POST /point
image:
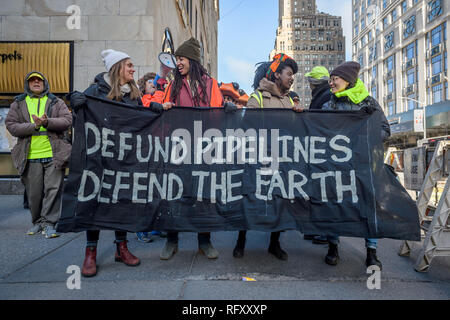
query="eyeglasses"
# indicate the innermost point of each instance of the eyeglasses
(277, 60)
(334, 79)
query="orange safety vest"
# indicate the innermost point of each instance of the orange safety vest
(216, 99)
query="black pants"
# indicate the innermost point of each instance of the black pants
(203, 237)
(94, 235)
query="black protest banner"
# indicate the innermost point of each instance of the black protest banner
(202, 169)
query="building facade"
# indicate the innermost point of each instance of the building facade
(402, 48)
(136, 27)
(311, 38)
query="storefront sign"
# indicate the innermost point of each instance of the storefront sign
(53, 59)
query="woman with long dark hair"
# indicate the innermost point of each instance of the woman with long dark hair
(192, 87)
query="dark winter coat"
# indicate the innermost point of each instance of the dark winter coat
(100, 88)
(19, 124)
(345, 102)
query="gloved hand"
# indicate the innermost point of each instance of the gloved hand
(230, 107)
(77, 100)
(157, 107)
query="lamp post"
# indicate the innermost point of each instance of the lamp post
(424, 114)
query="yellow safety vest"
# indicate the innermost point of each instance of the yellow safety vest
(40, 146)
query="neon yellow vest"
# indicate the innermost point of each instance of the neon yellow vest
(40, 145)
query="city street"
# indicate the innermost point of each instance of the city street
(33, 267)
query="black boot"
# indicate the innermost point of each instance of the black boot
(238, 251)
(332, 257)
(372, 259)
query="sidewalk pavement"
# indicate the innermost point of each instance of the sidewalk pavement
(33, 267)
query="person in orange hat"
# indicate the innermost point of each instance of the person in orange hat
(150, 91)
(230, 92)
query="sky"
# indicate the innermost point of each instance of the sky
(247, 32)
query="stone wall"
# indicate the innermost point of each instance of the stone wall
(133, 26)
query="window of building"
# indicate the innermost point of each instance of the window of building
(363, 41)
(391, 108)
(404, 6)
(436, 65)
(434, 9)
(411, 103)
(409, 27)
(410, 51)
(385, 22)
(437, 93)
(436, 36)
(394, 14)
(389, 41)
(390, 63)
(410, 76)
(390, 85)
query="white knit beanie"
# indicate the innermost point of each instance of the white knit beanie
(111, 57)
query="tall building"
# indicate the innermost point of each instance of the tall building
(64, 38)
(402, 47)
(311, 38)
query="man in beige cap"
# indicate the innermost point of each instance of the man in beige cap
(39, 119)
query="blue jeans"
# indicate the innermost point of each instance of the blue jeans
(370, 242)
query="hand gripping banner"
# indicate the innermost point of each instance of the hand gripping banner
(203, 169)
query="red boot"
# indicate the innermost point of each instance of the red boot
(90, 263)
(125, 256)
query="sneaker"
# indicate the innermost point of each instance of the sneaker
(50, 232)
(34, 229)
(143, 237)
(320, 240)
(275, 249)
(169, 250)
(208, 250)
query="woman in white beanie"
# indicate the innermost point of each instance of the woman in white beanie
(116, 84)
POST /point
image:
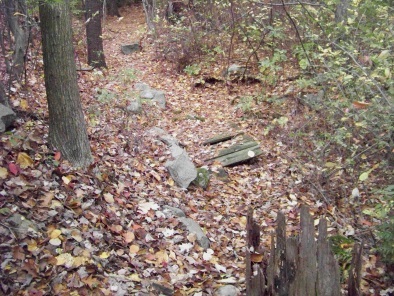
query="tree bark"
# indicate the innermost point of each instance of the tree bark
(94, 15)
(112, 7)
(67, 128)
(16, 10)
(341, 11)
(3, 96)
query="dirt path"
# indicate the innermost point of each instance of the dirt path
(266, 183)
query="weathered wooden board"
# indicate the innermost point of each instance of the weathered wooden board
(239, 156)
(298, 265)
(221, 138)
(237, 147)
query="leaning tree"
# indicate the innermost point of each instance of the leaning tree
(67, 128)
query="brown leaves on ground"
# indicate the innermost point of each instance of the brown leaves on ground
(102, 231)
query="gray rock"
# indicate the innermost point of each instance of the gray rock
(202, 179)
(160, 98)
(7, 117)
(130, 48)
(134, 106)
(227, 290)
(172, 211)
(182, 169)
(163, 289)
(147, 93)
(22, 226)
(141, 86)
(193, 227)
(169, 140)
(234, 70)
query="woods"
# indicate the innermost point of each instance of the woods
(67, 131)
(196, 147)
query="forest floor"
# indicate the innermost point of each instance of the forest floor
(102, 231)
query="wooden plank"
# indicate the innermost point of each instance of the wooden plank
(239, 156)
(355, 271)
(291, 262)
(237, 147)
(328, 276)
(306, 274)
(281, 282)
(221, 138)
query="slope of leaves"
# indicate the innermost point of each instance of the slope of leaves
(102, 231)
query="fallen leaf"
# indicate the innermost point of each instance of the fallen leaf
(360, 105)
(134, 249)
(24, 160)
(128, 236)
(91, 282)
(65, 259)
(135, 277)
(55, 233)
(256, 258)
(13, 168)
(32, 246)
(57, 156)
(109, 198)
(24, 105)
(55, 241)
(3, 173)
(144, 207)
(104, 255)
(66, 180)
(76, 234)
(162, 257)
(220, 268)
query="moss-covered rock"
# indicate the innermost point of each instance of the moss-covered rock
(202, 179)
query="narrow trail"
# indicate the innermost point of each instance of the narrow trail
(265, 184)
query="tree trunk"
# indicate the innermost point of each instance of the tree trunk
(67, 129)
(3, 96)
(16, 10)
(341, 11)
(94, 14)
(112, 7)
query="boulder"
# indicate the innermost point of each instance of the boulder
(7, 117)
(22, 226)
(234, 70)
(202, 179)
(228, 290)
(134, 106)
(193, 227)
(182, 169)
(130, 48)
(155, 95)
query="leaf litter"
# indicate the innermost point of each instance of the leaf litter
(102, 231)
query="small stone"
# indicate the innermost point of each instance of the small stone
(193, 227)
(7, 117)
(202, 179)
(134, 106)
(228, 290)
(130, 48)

------------------------------------------------------------------------

◆ Goal:
Restate each of the entries above word for word and skip every image.

◆ Answer to the problem:
POST /point
image:
query="eyeglasses"
# indicate the innermost point of each instance of the eyeglasses
(277, 60)
(334, 79)
query="orange safety vest"
# indicate the innermost point of each instance of the orange safety vest
(216, 99)
query="black pants"
# indicate the innermost point of each instance of the black pants
(203, 237)
(94, 235)
query="black protest banner"
# indicate the innermost point of each instance of the black protest banner
(202, 169)
query="building facade"
# indicate the innermost point of each instance of the building facade
(402, 48)
(136, 27)
(311, 38)
query="storefront sign"
# indicate the innermost point of each instance of the storefront sign
(53, 59)
query="woman with long dark hair"
# indicate the innermost point of each instance of the woman with long dark hair
(192, 87)
query="dark winter coat"
# indicate the innermost point of each instance of the dark winter coat
(100, 88)
(19, 124)
(345, 102)
query="gloved hand"
# indicate the innermost point of each instance of the gloved hand
(230, 107)
(77, 100)
(157, 107)
query="lamp post"
# indicate the innermost point of each instance of the lamp post
(424, 114)
query="yellow safety vest"
# indicate the innermost point of each instance of the yellow safety vest
(40, 146)
query="neon yellow vest"
# indicate the innermost point of each instance of the neon yellow vest
(40, 145)
query="city street"
# indicate the innermost point of each instance of the city street
(33, 267)
query="black boot"
# indicate the innermost point of each instance of the black boot
(238, 251)
(332, 257)
(372, 259)
query="sidewalk pavement"
# indicate the innermost point of each instance of the sidewalk pavement
(33, 267)
query="person in orange hat"
# indicate the innermost point of each instance of the person in orange hat
(150, 91)
(230, 92)
query="sky"
# indicate the innermost point of each instance of the sky
(247, 32)
query="stone wall"
# indicate the innermost point of each instance of the stone wall
(133, 26)
query="window of building"
# indicate the innermost point of each instance of the window of building
(363, 41)
(391, 108)
(404, 6)
(436, 65)
(434, 9)
(411, 103)
(409, 27)
(410, 51)
(385, 22)
(437, 93)
(436, 36)
(394, 14)
(389, 41)
(390, 63)
(410, 76)
(390, 85)
query="white knit beanie"
# indicate the innermost point of each instance of the white knit beanie
(111, 57)
query="tall building"
# indicate the innermost point of each instance of the tall building
(64, 38)
(402, 47)
(311, 38)
query="man in beige cap"
# indicate the innermost point of each instance of the man in beige cap
(39, 119)
query="blue jeans"
# indicate the innermost point of each instance of the blue jeans
(370, 242)
query="hand gripping banner"
# indicate the innermost point of each instance of the hand gripping banner
(203, 169)
query="red boot"
# indicate the innermost point of each instance of the red boot
(90, 263)
(125, 256)
query="sneaker"
# indicate the innermost point of each instance of the sneaker
(50, 232)
(34, 229)
(143, 237)
(320, 240)
(275, 249)
(169, 250)
(208, 250)
query="woman in white beanie"
# indicate the innermost point of each instance of the woman in white beanie
(116, 84)
POST /point
image:
query="tree bark"
# indicate the innermost point of each instance of the tree bark
(94, 15)
(112, 7)
(67, 128)
(16, 10)
(341, 11)
(3, 96)
query="dirt path"
# indicate the innermost point of each instance of the dirt path
(266, 183)
query="weathered wooden board"
# indicate the innermost point of each instance of the weathered wooden board
(239, 156)
(298, 265)
(221, 138)
(237, 147)
query="leaning tree"
# indicate the innermost point of each instance of the leaning tree
(67, 128)
query="brown leaves on ground"
# indicate the innermost point of each instance of the brown leaves on ground
(102, 231)
query="gray rock"
# indicate the innermost point of each instance of the gray rock
(202, 179)
(160, 98)
(7, 117)
(130, 48)
(134, 106)
(227, 290)
(172, 211)
(182, 169)
(163, 289)
(147, 93)
(22, 226)
(141, 86)
(193, 227)
(169, 140)
(234, 70)
query="woods"
# indicate the innermost point of each instance of the woods
(67, 131)
(196, 147)
query="forest floor"
# indicate the innermost point of each instance of the forest floor
(102, 231)
query="wooden plank"
# indicate the innermost point of each instance of the wooden plank
(239, 156)
(355, 271)
(291, 262)
(237, 147)
(328, 276)
(306, 274)
(281, 282)
(221, 138)
query="slope of leaves"
# indicate the innermost point of each instance of the slope of leaves
(102, 231)
query="fallen leaf"
# indicate the innermost point of each instance of the fallen leaf
(360, 105)
(134, 249)
(24, 160)
(128, 236)
(91, 282)
(65, 259)
(135, 277)
(55, 233)
(256, 258)
(13, 168)
(32, 246)
(57, 156)
(109, 198)
(24, 105)
(55, 241)
(3, 173)
(144, 207)
(104, 255)
(66, 180)
(76, 234)
(162, 257)
(220, 268)
query="moss-covered rock"
# indicate the innermost point of each instance of the moss-covered rock
(202, 179)
query="narrow trail"
# indicate the innermost point of each instance of the narrow trail
(265, 184)
query="tree trunk"
# indicate the innermost point of each instance of the tree trunk
(67, 129)
(3, 96)
(16, 10)
(341, 11)
(94, 14)
(112, 7)
query="boulder"
# indicate the innermost point of each instance of the boulder
(7, 117)
(22, 226)
(234, 70)
(202, 179)
(228, 290)
(134, 106)
(193, 227)
(182, 169)
(130, 48)
(155, 95)
query="leaf litter"
# indicate the innermost point of each instance of the leaf litter
(102, 231)
query="small stone"
# indicate the innermost point of each instance of the small stone
(193, 227)
(7, 117)
(202, 179)
(134, 106)
(228, 290)
(130, 48)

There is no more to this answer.